STORED DATA =>
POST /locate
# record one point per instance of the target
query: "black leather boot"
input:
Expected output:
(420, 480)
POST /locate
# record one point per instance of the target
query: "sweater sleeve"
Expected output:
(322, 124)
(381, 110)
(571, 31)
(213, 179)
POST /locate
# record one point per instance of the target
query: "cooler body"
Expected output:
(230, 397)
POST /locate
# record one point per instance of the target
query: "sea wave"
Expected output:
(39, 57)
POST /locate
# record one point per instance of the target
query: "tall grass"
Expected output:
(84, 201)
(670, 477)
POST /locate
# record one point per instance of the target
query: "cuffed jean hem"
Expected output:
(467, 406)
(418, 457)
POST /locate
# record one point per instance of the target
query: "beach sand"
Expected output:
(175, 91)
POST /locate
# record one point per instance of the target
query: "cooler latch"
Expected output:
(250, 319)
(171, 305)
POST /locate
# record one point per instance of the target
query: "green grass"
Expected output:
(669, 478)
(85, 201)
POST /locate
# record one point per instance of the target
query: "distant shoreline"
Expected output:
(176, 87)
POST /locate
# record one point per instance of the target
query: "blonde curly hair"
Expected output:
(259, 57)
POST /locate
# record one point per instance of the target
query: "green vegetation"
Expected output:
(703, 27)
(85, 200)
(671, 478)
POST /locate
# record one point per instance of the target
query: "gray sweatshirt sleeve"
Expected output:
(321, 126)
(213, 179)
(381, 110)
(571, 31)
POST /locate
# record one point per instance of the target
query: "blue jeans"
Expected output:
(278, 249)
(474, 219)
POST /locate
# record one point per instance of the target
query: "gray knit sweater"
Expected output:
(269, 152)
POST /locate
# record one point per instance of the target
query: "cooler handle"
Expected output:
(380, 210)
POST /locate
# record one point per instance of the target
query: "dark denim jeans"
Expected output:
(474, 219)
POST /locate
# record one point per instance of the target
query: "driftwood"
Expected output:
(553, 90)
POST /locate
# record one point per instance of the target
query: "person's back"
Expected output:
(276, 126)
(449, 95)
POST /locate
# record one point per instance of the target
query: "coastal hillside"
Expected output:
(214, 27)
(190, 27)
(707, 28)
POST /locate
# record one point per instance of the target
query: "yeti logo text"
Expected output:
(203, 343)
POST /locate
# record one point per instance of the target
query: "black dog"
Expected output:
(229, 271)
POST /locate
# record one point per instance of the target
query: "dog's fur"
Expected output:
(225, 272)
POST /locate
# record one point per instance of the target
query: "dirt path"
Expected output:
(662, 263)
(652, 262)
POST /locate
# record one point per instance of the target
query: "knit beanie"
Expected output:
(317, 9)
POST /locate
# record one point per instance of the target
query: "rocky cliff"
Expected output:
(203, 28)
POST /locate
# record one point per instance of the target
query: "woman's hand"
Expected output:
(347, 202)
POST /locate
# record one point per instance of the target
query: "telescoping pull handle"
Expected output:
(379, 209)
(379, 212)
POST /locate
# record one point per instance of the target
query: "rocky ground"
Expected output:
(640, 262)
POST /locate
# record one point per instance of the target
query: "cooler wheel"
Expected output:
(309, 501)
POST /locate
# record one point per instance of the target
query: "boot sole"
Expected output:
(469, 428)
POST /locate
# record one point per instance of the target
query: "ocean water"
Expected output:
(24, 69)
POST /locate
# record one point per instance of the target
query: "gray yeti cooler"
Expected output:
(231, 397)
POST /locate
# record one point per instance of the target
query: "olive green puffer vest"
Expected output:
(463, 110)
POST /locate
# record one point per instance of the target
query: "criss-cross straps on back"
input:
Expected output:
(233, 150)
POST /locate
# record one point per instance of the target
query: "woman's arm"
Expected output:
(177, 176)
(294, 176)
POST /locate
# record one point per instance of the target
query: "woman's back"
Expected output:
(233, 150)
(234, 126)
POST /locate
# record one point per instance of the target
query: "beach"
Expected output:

BRIEF =>
Repeat all the entries exactly as given.

REPLY TO THE EXERCISE =>
POST /locate
# record one point per instance of the target
query: "black leather boot"
input:
Expected output:
(420, 480)
POST /locate
# record one point per instance of the target
query: "sweater sleeve"
Expected output:
(322, 124)
(381, 110)
(571, 31)
(213, 179)
POST /locate
# record one point per instance of the target
query: "cooler body"
Expected output:
(230, 397)
POST /locate
# record one point per instance of the target
query: "sea wave"
Expected output:
(39, 57)
POST /locate
# record one point per instance of the target
query: "tall grass"
Expected output:
(84, 201)
(670, 477)
POST /locate
# record one point per instance of the target
query: "cuffed jean hem"
Expected output:
(467, 406)
(418, 457)
POST /locate
# record one point per instance of the target
query: "beach sand"
Expected output:
(175, 91)
POST /locate
# record one point per instance of the target
query: "cooler latch"
Expected output:
(250, 319)
(171, 305)
POST /locate
# record one point per instance of the target
query: "green grass"
Expected output:
(669, 478)
(85, 201)
POST /locate
# record one point per instance of the target
query: "distant shoreline"
Expected output:
(176, 87)
POST /locate
# record one point per instance of the target
query: "blonde curly hair"
Expected output:
(259, 57)
POST /locate
# record one point per instance of the target
query: "green vegetation"
Expected output:
(703, 27)
(85, 200)
(671, 478)
POST /locate
# record one point per instance of the target
query: "gray sweatshirt sleeve"
Expected output:
(321, 126)
(213, 179)
(381, 110)
(571, 31)
POST /locate
# record one point per instance of the target
query: "blue jeans"
Expected output:
(278, 249)
(474, 219)
POST /locate
# record one point per instance of the target
query: "gray knit sweater"
Expected output:
(269, 152)
POST /locate
# record one point per instance of the target
query: "cooler handle"
Expected output:
(380, 210)
POST /locate
# record one point per instance of the target
query: "dark denim jeans"
Expected output:
(474, 219)
POST /locate
# record one point per instance of the target
query: "driftwood"
Expected output:
(553, 90)
POST /locate
# record one point per instance of the target
query: "person's back"
Expected output:
(276, 126)
(449, 95)
POST /locate
# record one point per instance of the target
query: "coastal hillside"
Expected output:
(214, 27)
(190, 27)
(707, 28)
POST /locate
# record one point per instance of the target
query: "yeti logo text"
Expected output:
(203, 343)
POST /locate
# record one point per instance of the target
query: "black dog"
Expected output:
(229, 271)
POST /locate
# record one point per instance of the target
query: "dog's fur"
Expected output:
(225, 272)
POST /locate
# record one point per instance of the target
query: "dirt path"
Expected output:
(662, 263)
(652, 262)
POST /locate
# record one point per instance of the target
query: "knit beanie"
Expected output:
(317, 9)
POST /locate
# record one point per instance of the target
query: "rocky cliff"
Expected output:
(203, 28)
POST /locate
# record one point per instance of the target
query: "woman's hand"
Expected output:
(347, 202)
POST /locate
# record one point per instance of the target
query: "telescoping pull handle"
Expected output:
(379, 209)
(379, 212)
POST /locate
# record one point per instance of the target
query: "rocky ground"
Expected output:
(640, 262)
POST /locate
# record one point per instance of the target
query: "cooler wheel"
Expected output:
(309, 501)
POST /locate
# record one point per instance of the target
query: "boot sole"
Expected output:
(469, 428)
POST /locate
# record one point per instance of the target
query: "ocean water"
Expected output:
(24, 69)
POST /locate
# record one point per instance of the target
query: "gray yeti cooler"
Expected output:
(231, 397)
POST /locate
# record one point per instance of the target
query: "olive green puffer vest"
Expected output:
(463, 110)
POST /locate
# record one point per instance of the target
query: "criss-cross straps on back"
input:
Expected output:
(233, 150)
POST /locate
# record one point per instance of the target
query: "woman's arm"
Expected output:
(177, 176)
(294, 176)
POST /locate
# record one point per instance of the target
query: "woman's back"
Expected output:
(233, 150)
(234, 126)
POST /locate
# record one point per instance of the target
query: "beach"
Expected output:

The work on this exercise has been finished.